** WHAT THE TASK REQUIRES **
Copy every line of the entries below without a single change, keeping each character, space, and line break as it appears.

** RAW DATA **
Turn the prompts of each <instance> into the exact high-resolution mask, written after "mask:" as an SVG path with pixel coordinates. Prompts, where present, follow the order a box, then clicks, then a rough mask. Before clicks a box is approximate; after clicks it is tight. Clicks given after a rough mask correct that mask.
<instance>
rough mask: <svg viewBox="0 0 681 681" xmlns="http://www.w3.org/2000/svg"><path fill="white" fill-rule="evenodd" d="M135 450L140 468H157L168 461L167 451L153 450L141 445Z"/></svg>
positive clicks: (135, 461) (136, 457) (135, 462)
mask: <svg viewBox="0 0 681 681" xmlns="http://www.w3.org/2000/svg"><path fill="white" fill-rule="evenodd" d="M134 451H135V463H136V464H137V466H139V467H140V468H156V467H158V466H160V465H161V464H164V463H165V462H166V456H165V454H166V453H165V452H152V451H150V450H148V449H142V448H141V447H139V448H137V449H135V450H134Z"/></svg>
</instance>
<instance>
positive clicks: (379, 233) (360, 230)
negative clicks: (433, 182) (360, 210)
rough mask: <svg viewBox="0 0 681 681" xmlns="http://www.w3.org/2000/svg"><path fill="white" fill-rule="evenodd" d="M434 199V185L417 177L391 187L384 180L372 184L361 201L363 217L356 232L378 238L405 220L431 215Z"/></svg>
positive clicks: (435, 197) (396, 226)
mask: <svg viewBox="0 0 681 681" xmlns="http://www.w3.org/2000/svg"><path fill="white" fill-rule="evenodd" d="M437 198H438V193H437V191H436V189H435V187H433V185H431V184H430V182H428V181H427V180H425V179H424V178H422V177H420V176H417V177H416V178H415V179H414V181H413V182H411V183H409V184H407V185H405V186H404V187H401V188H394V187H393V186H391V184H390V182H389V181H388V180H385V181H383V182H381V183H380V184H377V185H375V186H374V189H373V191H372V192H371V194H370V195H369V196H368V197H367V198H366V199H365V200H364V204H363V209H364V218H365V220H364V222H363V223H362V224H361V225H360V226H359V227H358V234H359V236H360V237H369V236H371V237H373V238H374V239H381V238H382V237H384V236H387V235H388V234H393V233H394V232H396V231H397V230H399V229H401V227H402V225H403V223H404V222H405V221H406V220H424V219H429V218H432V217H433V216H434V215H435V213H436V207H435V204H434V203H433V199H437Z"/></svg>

** SOLVED PROBLEM **
Turn the prompts of each <instance> into the exact high-resolution mask, written after "mask:" as an SVG path with pixel coordinates. Prompts, where present, follow the order a box, then clicks, then a rough mask. Before clicks a box is approximate; after clicks it is tight. Clicks given after a rough mask correct that mask.
<instance>
rough mask: <svg viewBox="0 0 681 681" xmlns="http://www.w3.org/2000/svg"><path fill="white" fill-rule="evenodd" d="M135 450L140 468H157L168 461L167 451L153 450L141 445Z"/></svg>
positive clicks: (135, 461) (136, 457) (135, 462)
mask: <svg viewBox="0 0 681 681" xmlns="http://www.w3.org/2000/svg"><path fill="white" fill-rule="evenodd" d="M134 451H135V463H136V464H137V466H139V467H140V468H156V467H158V466H160V465H161V464H164V463H165V462H166V456H165V454H166V453H165V452H152V451H150V450H148V449H142V448H141V447H139V448H137V449H135V450H134Z"/></svg>
</instance>
<instance>
positive clicks: (379, 233) (360, 230)
negative clicks: (433, 182) (360, 210)
rough mask: <svg viewBox="0 0 681 681" xmlns="http://www.w3.org/2000/svg"><path fill="white" fill-rule="evenodd" d="M434 199V185L417 177L391 187L384 180L372 184L361 201L363 217L356 232L378 238L405 220L431 215Z"/></svg>
positive clicks: (435, 197) (396, 226)
mask: <svg viewBox="0 0 681 681" xmlns="http://www.w3.org/2000/svg"><path fill="white" fill-rule="evenodd" d="M437 198H438V193H437V191H436V189H435V187H433V185H431V184H430V182H428V181H427V180H425V179H424V178H422V177H420V176H417V177H416V178H415V179H414V181H413V182H411V183H409V184H407V185H405V186H404V187H401V188H394V187H393V186H391V184H390V182H389V181H388V180H385V181H383V182H381V183H380V184H377V185H375V186H374V189H373V191H372V192H371V194H370V195H369V196H368V197H367V198H366V199H365V200H364V204H363V209H364V218H365V220H364V222H363V223H362V224H361V225H360V226H359V227H358V234H359V236H360V237H369V236H371V237H373V238H374V239H381V238H382V237H384V236H387V235H388V234H393V233H394V232H396V231H397V230H399V229H401V227H402V225H403V223H404V222H405V221H406V220H424V219H429V218H432V217H433V216H434V215H435V213H436V207H435V204H434V203H433V199H437Z"/></svg>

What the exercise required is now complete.